Short task: Retype all the records with nothing changed.

Information supplied:

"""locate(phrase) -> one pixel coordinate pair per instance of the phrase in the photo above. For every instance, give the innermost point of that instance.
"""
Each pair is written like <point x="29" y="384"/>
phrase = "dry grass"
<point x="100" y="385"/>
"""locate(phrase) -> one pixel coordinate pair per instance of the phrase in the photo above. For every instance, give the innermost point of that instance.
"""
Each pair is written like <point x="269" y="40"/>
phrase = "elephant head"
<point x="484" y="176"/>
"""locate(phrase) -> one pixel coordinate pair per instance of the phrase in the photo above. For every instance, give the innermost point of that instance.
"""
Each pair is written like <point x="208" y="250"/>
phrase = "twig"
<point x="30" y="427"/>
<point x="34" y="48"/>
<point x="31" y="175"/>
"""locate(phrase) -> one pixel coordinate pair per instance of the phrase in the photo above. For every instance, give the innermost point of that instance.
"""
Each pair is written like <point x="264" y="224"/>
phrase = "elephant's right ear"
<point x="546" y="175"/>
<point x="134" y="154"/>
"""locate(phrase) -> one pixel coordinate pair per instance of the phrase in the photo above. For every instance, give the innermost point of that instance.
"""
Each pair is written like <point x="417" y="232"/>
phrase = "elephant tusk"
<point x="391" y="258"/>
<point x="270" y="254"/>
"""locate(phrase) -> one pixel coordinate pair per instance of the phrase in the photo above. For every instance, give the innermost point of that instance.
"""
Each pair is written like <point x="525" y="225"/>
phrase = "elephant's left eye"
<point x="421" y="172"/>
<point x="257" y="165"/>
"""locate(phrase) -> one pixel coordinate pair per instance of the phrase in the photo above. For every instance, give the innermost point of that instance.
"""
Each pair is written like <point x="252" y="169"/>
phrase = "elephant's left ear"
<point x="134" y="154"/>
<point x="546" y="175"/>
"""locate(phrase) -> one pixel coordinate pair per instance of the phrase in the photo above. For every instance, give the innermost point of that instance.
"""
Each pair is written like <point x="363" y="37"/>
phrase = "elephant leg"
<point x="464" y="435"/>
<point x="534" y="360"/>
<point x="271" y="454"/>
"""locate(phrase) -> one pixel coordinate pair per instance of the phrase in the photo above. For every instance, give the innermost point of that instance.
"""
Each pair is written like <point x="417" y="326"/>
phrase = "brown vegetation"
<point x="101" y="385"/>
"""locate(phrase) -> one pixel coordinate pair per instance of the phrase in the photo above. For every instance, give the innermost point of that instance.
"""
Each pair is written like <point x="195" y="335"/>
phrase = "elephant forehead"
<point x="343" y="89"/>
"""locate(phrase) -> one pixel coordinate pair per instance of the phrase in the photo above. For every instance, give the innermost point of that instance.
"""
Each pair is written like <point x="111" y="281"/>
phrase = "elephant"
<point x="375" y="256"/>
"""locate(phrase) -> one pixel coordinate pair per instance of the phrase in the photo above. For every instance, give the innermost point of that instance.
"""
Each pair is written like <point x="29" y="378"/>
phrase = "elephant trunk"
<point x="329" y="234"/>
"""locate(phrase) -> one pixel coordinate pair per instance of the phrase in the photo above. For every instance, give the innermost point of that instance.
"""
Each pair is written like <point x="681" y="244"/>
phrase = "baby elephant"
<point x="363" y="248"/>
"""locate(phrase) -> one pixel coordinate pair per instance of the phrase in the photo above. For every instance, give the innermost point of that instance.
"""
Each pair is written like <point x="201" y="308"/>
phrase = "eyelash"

Exercise solution:
"""locate(phrase) -> one pixel coordinate pair per instance of the phrase in the photo above. For every instance, give the innermost point of that instance.
"""
Each pair is written like <point x="29" y="384"/>
phrase = "dry grass"
<point x="100" y="385"/>
"""locate(phrase) -> one pixel coordinate pair per instance of the phrase in the photo above. For every instance, give the innermost point of that instance.
"""
Each pair is written like <point x="269" y="40"/>
phrase = "elephant head"
<point x="484" y="176"/>
"""locate(phrase) -> one pixel coordinate pair per instance of the phrase in the photo above. For every instance, give the innermost point of that instance.
"""
Each pair is written like <point x="208" y="250"/>
phrase = "twig"
<point x="30" y="427"/>
<point x="34" y="48"/>
<point x="31" y="175"/>
"""locate(phrase) -> one pixel coordinate pair per instance of the phrase in the photo above. For every instance, give the innermost point of that instance.
"""
Each pair is written like <point x="264" y="224"/>
phrase = "elephant's right ear"
<point x="546" y="175"/>
<point x="134" y="154"/>
"""locate(phrase) -> one pixel coordinate pair per instance of the phrase in the photo above. For every instance, give the innermost point of that instance.
"""
Each pair is written like <point x="417" y="232"/>
phrase = "elephant tusk"
<point x="391" y="258"/>
<point x="270" y="254"/>
"""locate(phrase) -> one pixel coordinate pair per instance of the phrase in the photo above. For every instance, give the innermost point of that instance.
"""
Each pair is written like <point x="525" y="225"/>
phrase = "elephant's left eye"
<point x="421" y="172"/>
<point x="257" y="165"/>
"""locate(phrase) -> one pixel coordinate pair per instance of the phrase in the photo above. For every instance, give the innermost point of that instance.
"""
Each pair is written like <point x="252" y="169"/>
phrase = "elephant's left ear"
<point x="134" y="154"/>
<point x="546" y="175"/>
"""locate(phrase) -> one pixel coordinate pair per instance of the phrase in the photo above. For every instance, give the innermost point of that instance.
"""
Each pair is written like <point x="363" y="37"/>
phrase = "elephant leg"
<point x="464" y="435"/>
<point x="534" y="360"/>
<point x="271" y="454"/>
"""locate(phrase) -> one pixel coordinate pair per instance of the phrase in the photo above. For every instance, give the innermost point of that instance.
"""
Each pair is written like <point x="417" y="326"/>
phrase = "brown vegetation"
<point x="101" y="385"/>
"""locate(phrase) -> one pixel coordinate pair per instance of the phrase in the photo above. For every instance, give the innermost point of that instance.
"""
Each pair is written like <point x="195" y="335"/>
phrase = "elephant forehead"
<point x="343" y="89"/>
"""locate(phrase) -> one pixel coordinate pair per instance of the phrase in the photo above. For every instance, give the innermost point of that instance.
"""
Each pair is written like <point x="111" y="281"/>
phrase = "elephant"
<point x="375" y="256"/>
"""locate(phrase) -> one pixel coordinate pair per instance of the phrase in the photo above. For every instance, give the innermost point of that instance.
"""
Each pair is written like <point x="29" y="378"/>
phrase = "elephant trunk"
<point x="329" y="234"/>
"""locate(phrase) -> one pixel coordinate pair per instance of the phrase in the photo above. For every instance, give the innermost point of that instance.
"""
Each pair is written like <point x="681" y="244"/>
phrase = "baby elephant"
<point x="363" y="248"/>
"""locate(phrase) -> one pixel coordinate pair per instance of the phrase in the photo above. For every instance, give the innermost point of that instance.
"""
Each pair is written like <point x="201" y="308"/>
phrase = "eyelash"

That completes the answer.